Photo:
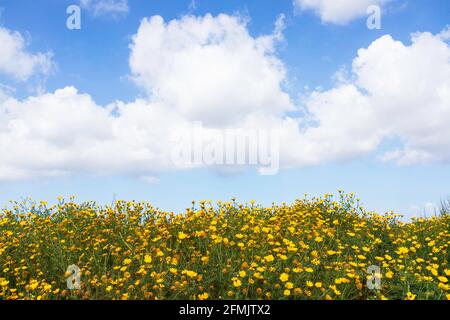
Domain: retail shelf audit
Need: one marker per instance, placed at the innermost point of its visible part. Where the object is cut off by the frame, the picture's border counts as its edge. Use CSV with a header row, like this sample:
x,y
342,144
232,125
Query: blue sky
x,y
95,61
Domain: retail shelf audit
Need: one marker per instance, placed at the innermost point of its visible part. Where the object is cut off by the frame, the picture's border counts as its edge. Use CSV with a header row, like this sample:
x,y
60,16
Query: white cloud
x,y
111,8
68,132
337,11
16,62
209,68
400,91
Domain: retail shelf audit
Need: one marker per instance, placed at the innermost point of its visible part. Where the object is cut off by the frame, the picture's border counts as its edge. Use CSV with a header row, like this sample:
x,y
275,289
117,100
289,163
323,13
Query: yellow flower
x,y
237,283
182,235
402,250
190,273
410,296
3,282
173,270
203,296
284,277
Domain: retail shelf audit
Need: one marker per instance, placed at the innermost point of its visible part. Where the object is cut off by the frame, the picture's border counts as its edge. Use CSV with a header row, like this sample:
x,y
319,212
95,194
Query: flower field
x,y
317,248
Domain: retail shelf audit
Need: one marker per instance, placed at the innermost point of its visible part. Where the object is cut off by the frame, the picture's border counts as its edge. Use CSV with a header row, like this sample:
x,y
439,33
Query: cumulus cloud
x,y
16,61
337,11
111,8
399,91
225,77
210,69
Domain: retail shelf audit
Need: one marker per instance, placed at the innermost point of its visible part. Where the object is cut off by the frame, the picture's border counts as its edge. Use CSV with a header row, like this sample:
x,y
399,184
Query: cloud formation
x,y
398,91
110,8
16,61
210,69
337,11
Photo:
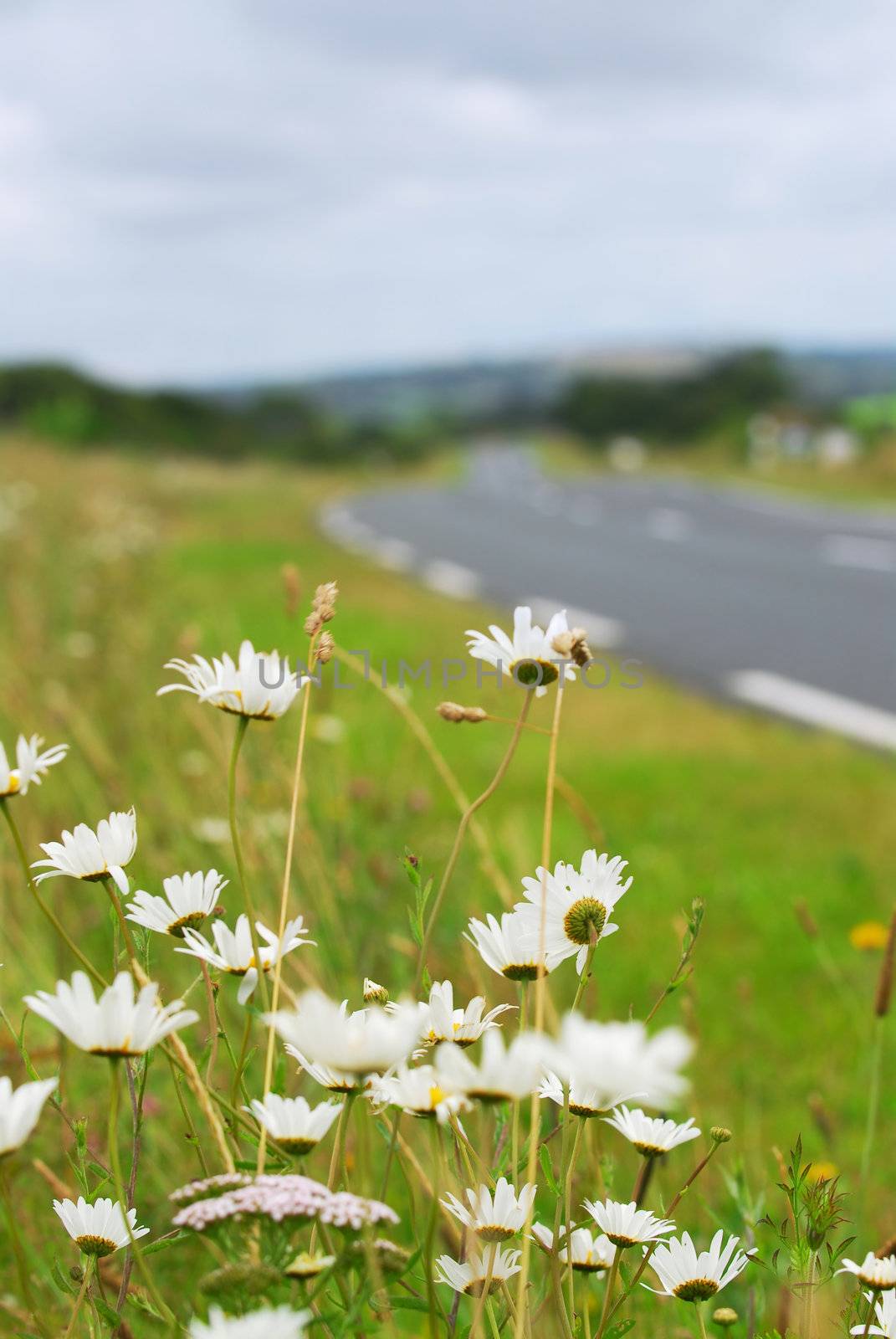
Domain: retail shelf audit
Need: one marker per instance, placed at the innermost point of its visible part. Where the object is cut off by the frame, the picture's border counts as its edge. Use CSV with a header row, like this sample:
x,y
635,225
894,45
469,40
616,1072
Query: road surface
x,y
785,606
--- --- ---
## Goal:
Repeat every record precisely. Any picture among them stays out of the copy.

## Response:
Photo:
Domain: retail shelf audit
Need: one marker per instance, placed at the innermost point of its visible part. Where the object is cut off by the frame, the picture's border counts as its edge. Use CSV with a header row, like this sample:
x,y
342,144
232,125
Query: blue sky
x,y
95,61
Domain: retail shelf audit
Need: one marker per instance, placed at the innermost point of its visible part. Where the object is cut off by the frame, the picture's border counts as its edge. Use CSV with a header row, like this sample:
x,y
60,16
Query: white cloud
x,y
111,8
68,132
337,11
16,62
209,68
400,91
Domain: retail shelf audit
Need: one marker per instance, placed at the innermost point of its visible part. Where the object is cut off by the frame, the picture's border counts as its edge. Use CSV with a header row, like this sample:
x,y
275,289
117,100
289,163
323,13
Query: yellow flower
x,y
237,283
182,235
402,250
190,273
410,296
3,282
173,270
203,296
284,277
Domain: retail shelf audit
Need: one marker per instance, placed at the innermost point of its visible part. Where the object is cut off by the frame, the picture's border counts as its edge. Use CSV with a header row, like this sample:
x,y
319,212
95,194
Query: flower field
x,y
317,248
Domain: retail shelf audit
Need: one marker per instance, placed at the innermost point of its visible part. Where the object is cut off by the frame, the picture's border counts as its edge. Use CSV with a header row, like this sample:
x,y
439,33
Query: cumulus cloud
x,y
16,61
337,11
111,8
399,91
225,77
210,69
Domain: retail shelf audit
Need: one marker per instance, placed at the innermost point of its visible part. Where the object is cut off by the frame, the picture's border counts as its edge. Use CSV with a header row, like this sample:
x,y
399,184
Query: cloud formation
x,y
398,91
110,8
16,61
210,69
337,11
Photo:
Domain: retail shelf audit
Need: one marker per instance, placed at the innermost point of its visible part. Where the object is cut off by the frame, the picture's border counts as its edge. Use CSV with a header row, like this sample:
x,y
635,225
894,45
469,40
616,1072
Query: road surface
x,y
785,606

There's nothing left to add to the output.